[WRITTEN EXERCISE] Return, word for word, everything in the listing below from the line containing "Count every dark" down to the line containing "[108,56,161,85]", including both of those lines.

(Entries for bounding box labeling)
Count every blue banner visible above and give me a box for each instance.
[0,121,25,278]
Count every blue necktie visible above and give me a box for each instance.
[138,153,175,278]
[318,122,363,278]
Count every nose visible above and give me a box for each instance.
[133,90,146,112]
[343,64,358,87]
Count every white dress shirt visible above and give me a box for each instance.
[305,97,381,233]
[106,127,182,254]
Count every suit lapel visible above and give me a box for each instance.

* * *

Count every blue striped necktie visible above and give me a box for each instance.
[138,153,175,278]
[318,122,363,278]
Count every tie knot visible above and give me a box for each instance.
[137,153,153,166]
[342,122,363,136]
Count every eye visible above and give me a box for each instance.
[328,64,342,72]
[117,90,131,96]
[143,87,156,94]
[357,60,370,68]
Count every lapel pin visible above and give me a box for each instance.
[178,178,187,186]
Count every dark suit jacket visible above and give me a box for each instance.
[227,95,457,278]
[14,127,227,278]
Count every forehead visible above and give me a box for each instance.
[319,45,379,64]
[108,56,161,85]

[RESULT FOR THIS TASK]
Count every dark suit jacket visible above and give me a box for each instance.
[227,95,457,278]
[14,127,227,278]
Count every forehead visible above and give me a box for each instance.
[319,45,379,64]
[108,56,161,85]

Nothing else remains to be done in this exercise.